INPUT MATERIAL ->

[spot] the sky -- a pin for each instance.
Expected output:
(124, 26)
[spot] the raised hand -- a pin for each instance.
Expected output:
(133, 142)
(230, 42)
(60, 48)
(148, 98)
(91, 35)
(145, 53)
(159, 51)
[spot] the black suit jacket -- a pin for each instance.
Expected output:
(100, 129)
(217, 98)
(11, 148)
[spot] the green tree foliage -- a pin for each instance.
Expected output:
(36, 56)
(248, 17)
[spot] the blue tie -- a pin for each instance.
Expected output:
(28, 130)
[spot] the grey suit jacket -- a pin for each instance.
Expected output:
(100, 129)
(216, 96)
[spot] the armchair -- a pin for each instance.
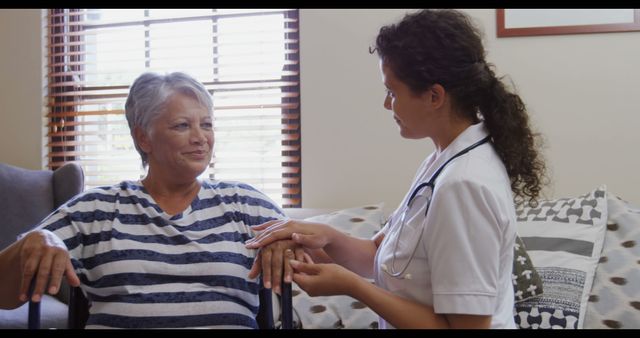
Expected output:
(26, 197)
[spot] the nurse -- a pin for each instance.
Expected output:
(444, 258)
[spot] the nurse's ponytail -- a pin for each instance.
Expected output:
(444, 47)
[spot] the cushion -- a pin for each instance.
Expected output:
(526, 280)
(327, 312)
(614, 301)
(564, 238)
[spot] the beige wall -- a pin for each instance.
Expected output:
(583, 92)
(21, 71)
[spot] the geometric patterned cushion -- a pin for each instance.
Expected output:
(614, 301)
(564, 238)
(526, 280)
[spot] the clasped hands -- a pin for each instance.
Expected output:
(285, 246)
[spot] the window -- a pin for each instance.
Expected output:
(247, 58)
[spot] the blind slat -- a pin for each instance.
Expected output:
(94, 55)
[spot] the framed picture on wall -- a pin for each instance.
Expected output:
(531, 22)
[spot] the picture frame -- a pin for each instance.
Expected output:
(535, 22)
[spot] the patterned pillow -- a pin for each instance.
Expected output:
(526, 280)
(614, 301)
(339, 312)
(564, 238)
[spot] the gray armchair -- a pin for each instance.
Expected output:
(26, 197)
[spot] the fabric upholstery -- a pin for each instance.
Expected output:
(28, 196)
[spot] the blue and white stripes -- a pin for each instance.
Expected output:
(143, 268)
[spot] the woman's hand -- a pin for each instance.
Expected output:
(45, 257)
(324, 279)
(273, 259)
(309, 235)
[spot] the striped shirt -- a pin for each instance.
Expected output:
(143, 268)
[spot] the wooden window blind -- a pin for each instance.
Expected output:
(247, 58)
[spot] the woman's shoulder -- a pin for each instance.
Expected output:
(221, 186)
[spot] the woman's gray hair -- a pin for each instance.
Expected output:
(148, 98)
* * *
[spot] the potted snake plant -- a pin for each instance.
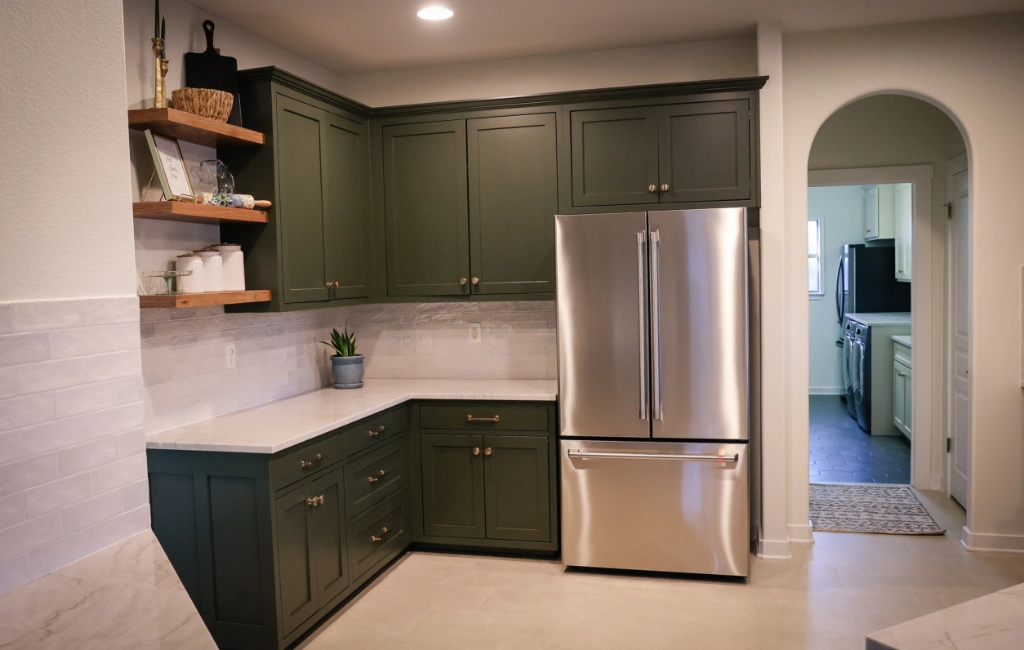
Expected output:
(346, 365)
==
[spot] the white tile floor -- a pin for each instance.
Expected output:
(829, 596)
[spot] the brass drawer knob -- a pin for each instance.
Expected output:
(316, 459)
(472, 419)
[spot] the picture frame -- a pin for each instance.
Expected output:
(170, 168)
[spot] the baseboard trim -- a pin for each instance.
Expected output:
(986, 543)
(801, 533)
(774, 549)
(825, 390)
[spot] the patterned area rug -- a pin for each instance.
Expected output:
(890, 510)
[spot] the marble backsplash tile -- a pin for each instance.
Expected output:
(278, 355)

CHALLENGE -> Locate each line in the records above that contains the string "armchair", treating uppercase and lowercase as distinct, and reproduce every such line in full.

OUTPUT FOR THIS TASK ->
[spot] the armchair -- a pin for each instance.
[spot] the gray armchair -- a pin for each instance.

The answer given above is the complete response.